→ AIM OF THE EXERCISE
Rewrite the material from the line with "of the twig" through the end, substituting "image" for "photograph" and keeping everything else the same. Leave out the pictures.

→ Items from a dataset
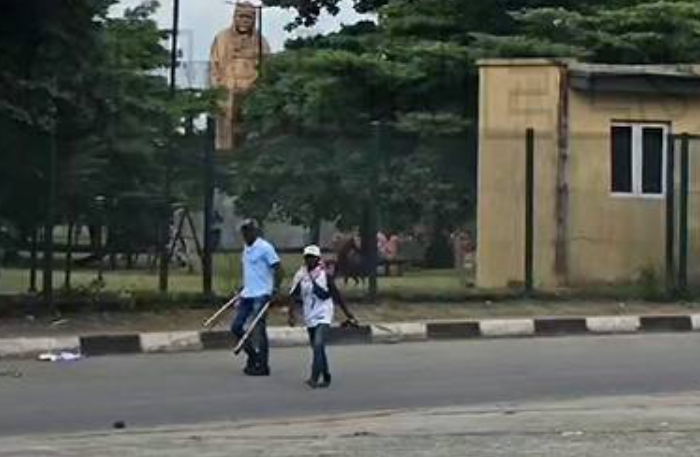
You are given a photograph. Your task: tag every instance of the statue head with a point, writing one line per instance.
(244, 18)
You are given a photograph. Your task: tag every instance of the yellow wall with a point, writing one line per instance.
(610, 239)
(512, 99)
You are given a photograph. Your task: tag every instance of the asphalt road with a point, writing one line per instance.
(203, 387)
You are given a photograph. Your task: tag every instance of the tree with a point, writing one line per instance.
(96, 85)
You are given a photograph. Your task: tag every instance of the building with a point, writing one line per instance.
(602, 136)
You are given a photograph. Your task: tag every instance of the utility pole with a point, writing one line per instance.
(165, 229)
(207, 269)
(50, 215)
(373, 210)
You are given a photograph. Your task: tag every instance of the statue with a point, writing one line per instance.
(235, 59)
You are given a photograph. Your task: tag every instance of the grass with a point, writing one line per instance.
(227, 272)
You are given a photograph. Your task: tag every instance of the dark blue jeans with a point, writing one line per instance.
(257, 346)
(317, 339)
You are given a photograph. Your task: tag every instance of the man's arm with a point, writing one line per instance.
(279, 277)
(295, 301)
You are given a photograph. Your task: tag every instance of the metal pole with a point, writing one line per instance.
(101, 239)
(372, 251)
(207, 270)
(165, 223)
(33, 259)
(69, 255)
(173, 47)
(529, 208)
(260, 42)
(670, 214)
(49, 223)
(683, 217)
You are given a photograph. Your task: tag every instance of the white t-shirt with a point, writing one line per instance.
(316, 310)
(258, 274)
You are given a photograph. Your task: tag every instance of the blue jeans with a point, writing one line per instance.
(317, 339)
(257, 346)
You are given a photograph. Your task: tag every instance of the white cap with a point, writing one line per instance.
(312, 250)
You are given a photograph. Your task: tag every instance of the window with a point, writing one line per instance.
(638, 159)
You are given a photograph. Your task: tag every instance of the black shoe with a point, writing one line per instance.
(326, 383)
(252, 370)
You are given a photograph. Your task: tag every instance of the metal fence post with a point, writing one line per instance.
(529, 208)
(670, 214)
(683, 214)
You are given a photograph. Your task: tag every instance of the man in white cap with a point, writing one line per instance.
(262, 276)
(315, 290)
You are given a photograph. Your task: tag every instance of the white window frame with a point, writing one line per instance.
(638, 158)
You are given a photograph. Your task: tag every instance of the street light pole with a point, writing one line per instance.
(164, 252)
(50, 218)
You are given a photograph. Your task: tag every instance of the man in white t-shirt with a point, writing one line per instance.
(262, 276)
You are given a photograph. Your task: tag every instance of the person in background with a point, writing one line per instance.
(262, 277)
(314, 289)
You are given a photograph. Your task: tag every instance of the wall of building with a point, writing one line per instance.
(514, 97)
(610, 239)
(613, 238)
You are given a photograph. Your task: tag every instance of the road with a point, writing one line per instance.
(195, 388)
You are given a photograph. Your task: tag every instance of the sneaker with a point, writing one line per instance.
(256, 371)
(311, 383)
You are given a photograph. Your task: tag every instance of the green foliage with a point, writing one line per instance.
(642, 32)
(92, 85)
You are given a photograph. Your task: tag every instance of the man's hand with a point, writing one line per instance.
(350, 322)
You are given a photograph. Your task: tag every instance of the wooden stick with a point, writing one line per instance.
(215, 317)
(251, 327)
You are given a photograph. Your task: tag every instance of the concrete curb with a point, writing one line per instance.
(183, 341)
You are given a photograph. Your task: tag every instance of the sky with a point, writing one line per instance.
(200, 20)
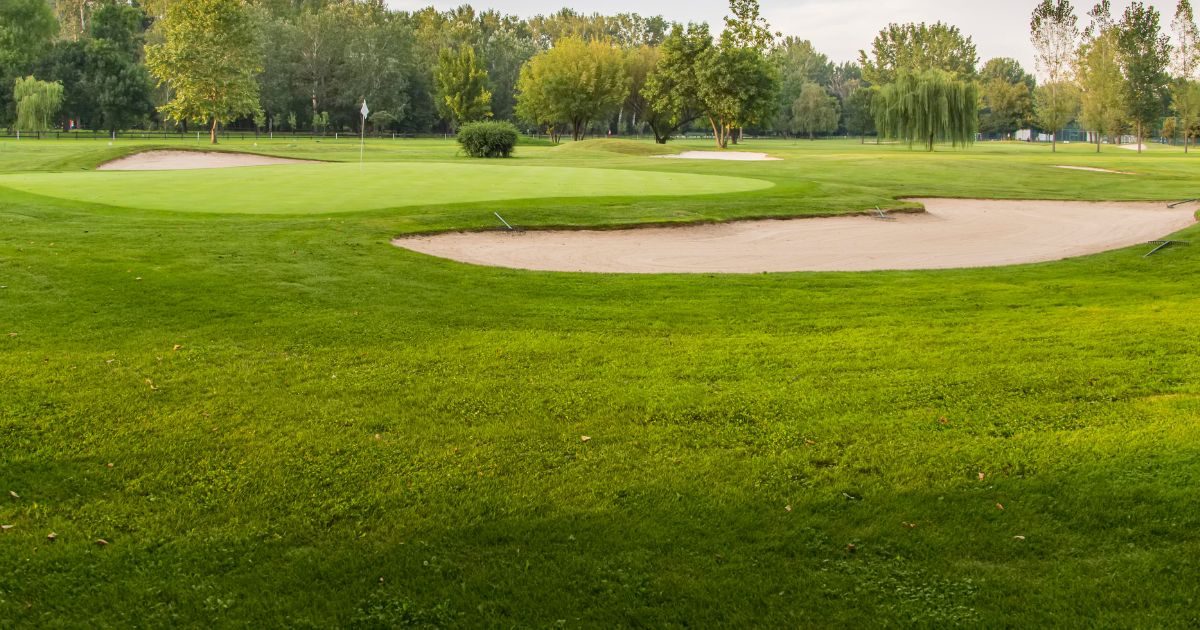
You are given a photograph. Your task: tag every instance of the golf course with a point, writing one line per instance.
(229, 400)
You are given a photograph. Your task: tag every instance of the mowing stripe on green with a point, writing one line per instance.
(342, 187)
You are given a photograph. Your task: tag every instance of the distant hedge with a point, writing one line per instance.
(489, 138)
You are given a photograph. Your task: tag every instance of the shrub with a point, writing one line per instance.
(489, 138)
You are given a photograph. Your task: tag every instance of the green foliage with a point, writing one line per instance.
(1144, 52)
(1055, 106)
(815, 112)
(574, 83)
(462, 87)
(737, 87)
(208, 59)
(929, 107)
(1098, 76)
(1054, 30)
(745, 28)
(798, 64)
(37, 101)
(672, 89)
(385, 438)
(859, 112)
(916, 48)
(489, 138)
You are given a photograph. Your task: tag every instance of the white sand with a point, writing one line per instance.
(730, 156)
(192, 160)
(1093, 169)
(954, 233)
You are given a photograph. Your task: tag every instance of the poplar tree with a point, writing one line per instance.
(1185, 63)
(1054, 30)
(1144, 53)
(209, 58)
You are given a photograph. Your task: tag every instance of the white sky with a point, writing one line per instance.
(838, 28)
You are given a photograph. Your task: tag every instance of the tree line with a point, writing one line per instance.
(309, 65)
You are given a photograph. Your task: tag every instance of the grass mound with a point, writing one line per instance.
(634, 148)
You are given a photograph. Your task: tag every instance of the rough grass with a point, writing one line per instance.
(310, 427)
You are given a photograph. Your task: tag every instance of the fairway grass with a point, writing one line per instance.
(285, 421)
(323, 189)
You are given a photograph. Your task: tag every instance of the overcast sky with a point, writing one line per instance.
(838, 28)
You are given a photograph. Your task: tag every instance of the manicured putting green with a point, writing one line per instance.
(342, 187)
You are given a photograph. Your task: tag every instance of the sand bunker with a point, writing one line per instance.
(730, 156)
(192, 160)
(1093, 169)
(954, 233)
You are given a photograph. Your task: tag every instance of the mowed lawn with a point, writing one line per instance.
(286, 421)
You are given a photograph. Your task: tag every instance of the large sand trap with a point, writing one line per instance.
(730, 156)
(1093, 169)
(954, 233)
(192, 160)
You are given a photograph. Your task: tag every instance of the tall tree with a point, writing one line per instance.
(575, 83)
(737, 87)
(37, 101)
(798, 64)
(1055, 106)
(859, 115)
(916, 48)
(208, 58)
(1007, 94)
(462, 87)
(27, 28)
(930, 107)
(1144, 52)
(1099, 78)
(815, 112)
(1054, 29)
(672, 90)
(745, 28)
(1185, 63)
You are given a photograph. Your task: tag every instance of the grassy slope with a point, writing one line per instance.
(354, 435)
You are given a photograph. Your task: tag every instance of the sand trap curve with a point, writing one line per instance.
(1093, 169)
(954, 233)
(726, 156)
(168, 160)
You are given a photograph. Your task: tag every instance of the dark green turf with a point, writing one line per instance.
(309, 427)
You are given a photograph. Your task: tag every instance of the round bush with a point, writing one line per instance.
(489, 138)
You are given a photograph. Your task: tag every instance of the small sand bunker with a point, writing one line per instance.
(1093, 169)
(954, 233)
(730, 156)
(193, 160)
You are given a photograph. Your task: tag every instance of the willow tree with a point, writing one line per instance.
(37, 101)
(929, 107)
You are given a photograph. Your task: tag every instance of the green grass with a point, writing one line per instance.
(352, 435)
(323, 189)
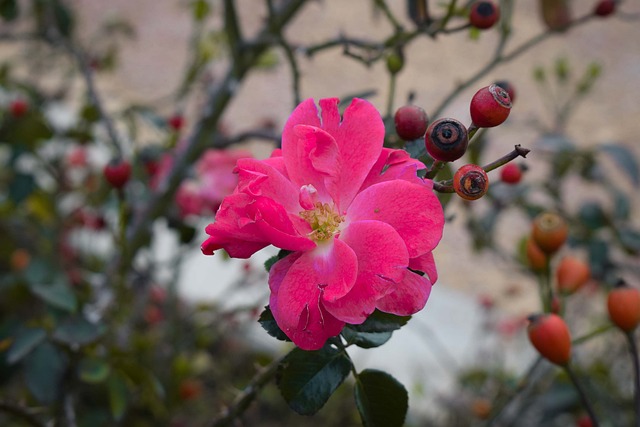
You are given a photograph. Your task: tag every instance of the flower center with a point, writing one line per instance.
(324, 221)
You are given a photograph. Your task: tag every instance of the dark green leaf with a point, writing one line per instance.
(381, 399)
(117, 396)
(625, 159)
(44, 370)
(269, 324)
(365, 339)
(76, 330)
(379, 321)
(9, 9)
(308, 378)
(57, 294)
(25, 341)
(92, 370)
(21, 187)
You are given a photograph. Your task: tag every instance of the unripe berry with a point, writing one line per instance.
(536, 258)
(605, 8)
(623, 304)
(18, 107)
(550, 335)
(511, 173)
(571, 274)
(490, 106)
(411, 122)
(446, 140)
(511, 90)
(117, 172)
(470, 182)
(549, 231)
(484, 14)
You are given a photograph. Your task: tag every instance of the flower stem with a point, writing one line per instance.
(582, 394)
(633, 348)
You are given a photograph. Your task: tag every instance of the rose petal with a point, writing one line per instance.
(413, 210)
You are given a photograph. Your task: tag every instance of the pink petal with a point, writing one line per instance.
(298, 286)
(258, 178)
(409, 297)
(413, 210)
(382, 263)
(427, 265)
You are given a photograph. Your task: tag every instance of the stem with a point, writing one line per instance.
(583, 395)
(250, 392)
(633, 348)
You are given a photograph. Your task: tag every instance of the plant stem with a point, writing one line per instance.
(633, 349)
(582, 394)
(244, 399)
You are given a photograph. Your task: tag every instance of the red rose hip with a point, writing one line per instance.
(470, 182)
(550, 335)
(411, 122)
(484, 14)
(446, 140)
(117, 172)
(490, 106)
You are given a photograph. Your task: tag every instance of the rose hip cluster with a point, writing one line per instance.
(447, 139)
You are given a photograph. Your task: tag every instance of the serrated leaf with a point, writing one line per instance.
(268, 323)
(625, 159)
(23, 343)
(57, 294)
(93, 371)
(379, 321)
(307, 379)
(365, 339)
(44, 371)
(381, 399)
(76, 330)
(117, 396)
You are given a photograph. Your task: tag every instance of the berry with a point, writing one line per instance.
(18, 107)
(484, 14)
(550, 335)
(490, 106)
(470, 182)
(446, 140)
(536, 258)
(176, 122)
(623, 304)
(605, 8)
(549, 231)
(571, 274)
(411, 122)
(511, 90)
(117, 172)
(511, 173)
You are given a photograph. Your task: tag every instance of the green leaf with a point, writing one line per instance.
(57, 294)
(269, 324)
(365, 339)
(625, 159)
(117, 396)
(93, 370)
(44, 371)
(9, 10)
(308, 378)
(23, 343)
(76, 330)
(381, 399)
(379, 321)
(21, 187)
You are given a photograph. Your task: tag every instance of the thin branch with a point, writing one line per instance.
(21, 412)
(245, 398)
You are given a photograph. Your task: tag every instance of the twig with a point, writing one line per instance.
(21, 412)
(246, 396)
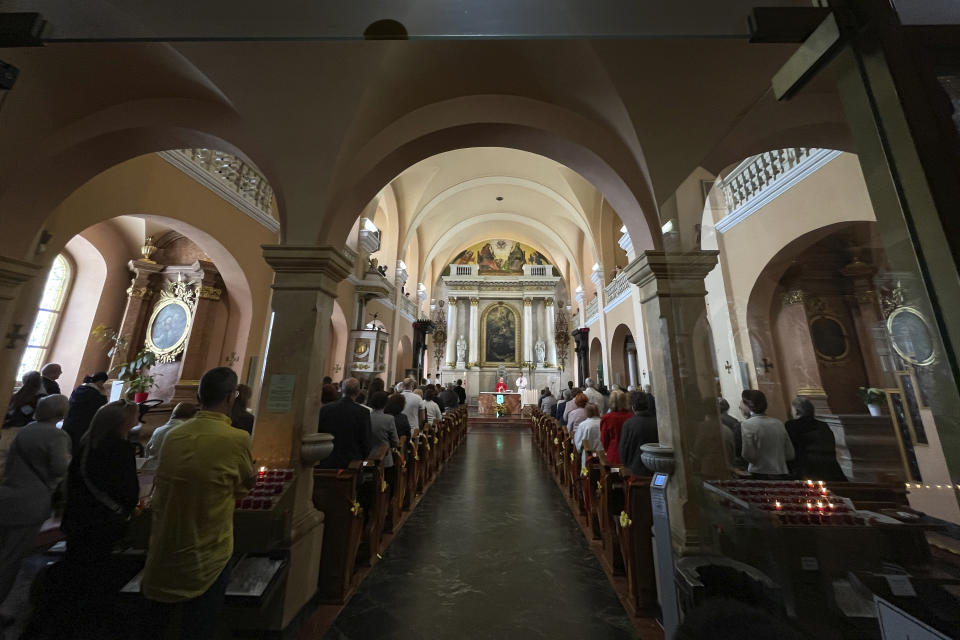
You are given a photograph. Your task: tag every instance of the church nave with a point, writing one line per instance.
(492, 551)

→ FINAL RESULT
You are given a image. Your task: tag every instance of the twig with a point, writing one line per instance.
(21, 412)
(246, 396)
You are given a image. Your task: tag every instance of the church nave with a point, writing one line per instance.
(492, 551)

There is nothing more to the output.